What to work on:
Can you format the material, starting with the line that contains "Can you see the gold pagoda" and going on through the line that contains "x=579, y=373", as a Markdown table with a Row column for the row number and a Line column for the line itself, leaving out any blank lines?

(Material from a point labeling set)
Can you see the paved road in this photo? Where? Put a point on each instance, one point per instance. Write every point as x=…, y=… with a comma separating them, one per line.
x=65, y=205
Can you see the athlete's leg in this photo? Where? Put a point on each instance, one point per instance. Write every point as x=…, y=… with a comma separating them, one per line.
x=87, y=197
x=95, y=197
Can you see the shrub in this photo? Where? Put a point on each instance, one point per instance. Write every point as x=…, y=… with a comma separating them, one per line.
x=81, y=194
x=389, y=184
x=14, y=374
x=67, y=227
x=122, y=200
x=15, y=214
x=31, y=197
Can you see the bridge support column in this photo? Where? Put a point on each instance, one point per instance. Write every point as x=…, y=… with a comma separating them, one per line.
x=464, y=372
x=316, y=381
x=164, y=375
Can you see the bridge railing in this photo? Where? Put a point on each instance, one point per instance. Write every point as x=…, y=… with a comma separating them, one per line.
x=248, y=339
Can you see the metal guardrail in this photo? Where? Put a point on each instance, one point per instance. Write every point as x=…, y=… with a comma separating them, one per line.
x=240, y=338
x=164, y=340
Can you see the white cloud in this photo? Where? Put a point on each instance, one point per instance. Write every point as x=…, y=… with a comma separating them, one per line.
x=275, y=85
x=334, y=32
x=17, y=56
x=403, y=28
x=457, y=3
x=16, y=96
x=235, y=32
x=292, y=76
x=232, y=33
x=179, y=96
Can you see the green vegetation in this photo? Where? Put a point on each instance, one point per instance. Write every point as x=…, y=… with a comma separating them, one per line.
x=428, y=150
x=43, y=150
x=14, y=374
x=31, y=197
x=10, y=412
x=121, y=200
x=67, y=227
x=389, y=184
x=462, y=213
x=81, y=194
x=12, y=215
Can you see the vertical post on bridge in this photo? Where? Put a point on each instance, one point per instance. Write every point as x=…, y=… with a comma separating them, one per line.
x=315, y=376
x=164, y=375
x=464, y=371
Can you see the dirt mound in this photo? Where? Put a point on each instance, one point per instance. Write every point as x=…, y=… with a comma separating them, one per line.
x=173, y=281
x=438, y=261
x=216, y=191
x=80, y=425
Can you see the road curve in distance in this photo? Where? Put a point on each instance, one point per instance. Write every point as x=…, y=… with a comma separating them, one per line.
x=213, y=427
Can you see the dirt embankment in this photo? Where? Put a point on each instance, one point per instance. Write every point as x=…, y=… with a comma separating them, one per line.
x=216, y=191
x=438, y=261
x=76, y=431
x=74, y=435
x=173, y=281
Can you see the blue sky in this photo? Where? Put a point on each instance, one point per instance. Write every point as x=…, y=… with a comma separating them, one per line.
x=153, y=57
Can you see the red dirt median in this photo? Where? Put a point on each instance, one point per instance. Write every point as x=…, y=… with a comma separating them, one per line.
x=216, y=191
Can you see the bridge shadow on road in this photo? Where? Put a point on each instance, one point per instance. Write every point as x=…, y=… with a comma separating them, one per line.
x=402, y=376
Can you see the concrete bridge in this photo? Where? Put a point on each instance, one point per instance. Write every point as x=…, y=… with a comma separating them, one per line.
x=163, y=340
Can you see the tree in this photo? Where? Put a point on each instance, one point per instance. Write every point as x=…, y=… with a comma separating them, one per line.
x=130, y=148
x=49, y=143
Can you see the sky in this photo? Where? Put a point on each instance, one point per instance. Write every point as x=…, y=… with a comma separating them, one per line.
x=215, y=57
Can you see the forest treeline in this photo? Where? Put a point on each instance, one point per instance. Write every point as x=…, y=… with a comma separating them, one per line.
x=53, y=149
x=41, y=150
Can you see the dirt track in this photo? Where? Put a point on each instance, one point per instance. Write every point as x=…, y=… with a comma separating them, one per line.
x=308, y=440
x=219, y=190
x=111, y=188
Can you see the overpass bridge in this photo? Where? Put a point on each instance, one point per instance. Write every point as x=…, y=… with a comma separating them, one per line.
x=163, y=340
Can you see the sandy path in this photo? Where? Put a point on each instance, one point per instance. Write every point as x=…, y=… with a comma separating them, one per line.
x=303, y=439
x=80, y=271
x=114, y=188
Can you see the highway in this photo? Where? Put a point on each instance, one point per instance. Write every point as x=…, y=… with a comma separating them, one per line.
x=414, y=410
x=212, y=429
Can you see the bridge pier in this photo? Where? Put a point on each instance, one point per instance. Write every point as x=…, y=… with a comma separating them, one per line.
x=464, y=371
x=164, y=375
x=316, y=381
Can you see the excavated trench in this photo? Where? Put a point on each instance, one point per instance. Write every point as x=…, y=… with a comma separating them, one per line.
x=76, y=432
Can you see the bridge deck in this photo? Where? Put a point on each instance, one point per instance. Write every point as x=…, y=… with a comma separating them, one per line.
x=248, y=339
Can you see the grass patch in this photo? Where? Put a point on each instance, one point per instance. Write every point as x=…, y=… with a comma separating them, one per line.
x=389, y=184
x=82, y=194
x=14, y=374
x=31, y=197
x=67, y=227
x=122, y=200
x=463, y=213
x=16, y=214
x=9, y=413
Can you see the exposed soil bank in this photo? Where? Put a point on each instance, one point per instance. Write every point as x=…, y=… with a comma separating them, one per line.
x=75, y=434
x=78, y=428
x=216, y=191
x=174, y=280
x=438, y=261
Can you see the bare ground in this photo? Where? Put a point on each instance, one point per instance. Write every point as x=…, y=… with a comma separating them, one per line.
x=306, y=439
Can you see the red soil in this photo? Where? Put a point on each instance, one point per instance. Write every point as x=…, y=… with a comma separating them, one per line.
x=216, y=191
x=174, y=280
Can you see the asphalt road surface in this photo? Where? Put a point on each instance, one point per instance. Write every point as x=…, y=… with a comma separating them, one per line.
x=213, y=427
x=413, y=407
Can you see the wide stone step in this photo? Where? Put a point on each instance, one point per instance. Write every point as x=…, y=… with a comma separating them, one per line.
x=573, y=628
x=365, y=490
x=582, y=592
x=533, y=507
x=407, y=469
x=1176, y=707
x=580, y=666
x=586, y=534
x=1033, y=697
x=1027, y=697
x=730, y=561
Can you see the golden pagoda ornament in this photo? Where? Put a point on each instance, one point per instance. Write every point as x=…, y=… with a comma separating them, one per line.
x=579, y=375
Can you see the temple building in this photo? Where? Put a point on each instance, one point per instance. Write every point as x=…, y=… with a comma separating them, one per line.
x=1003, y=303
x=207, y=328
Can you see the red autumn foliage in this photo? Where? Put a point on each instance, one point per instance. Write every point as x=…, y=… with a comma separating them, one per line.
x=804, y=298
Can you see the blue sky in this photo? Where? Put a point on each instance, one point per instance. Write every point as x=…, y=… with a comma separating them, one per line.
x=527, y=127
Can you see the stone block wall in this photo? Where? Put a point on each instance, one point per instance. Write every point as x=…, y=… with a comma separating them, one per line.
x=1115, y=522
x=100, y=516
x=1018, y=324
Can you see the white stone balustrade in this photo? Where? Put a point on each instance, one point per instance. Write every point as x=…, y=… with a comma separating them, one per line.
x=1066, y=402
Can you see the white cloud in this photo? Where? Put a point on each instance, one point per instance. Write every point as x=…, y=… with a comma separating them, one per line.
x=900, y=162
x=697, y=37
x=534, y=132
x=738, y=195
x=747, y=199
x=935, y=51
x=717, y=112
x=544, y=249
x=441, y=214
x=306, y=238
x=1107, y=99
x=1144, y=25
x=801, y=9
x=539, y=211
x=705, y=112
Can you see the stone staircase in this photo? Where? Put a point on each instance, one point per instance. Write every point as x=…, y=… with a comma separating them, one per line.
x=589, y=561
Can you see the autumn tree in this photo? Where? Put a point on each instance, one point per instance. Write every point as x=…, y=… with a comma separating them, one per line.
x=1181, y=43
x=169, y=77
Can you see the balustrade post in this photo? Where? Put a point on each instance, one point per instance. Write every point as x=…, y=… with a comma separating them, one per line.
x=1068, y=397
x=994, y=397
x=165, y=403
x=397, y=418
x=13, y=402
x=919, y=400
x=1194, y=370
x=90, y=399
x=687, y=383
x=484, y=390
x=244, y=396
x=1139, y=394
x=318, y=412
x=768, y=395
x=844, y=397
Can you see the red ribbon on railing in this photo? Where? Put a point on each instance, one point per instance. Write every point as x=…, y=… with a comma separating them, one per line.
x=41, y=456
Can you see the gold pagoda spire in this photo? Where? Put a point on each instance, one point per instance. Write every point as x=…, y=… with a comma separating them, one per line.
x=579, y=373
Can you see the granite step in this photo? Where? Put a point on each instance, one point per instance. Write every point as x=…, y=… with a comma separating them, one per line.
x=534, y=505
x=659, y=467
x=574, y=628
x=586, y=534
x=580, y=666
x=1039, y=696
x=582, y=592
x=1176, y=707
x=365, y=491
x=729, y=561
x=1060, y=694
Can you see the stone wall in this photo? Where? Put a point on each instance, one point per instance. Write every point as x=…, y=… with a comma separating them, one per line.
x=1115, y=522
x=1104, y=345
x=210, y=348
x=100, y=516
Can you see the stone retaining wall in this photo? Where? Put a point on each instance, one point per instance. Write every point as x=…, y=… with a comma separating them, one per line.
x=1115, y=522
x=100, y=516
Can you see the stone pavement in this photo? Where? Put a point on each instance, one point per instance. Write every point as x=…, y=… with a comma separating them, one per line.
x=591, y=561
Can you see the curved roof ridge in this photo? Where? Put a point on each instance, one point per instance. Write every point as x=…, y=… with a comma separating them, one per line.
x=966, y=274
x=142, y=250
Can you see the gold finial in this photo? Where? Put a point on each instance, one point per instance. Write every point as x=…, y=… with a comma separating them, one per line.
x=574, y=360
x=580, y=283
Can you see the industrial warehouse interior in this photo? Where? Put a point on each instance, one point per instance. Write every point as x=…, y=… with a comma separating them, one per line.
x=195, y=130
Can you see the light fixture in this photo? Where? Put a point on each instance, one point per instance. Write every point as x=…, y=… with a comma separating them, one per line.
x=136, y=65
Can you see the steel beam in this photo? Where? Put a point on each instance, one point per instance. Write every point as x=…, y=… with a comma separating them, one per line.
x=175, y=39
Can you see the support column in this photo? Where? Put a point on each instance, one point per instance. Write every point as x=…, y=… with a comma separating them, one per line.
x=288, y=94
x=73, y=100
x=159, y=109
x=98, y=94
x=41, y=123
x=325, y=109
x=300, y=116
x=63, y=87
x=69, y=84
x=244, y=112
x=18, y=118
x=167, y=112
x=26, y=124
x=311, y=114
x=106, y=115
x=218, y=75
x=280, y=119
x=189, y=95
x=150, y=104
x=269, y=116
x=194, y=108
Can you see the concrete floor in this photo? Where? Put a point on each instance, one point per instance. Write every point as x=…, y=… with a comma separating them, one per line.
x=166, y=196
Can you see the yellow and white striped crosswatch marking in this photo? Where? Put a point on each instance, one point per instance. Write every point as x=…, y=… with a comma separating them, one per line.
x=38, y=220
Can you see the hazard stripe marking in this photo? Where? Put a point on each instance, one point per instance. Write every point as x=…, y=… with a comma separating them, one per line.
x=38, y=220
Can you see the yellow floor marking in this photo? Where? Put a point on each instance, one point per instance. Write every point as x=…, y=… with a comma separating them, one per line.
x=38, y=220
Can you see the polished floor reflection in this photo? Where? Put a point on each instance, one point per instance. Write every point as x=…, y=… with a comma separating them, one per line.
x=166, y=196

Written solution:
| Row | Line |
|---|---|
| 1 | Can you see the gold pagoda spire in this photo? Where? Put a point on each instance, one point per instance. Write every point as x=…, y=… with a comma separating them, one per line. |
| 2 | x=579, y=373 |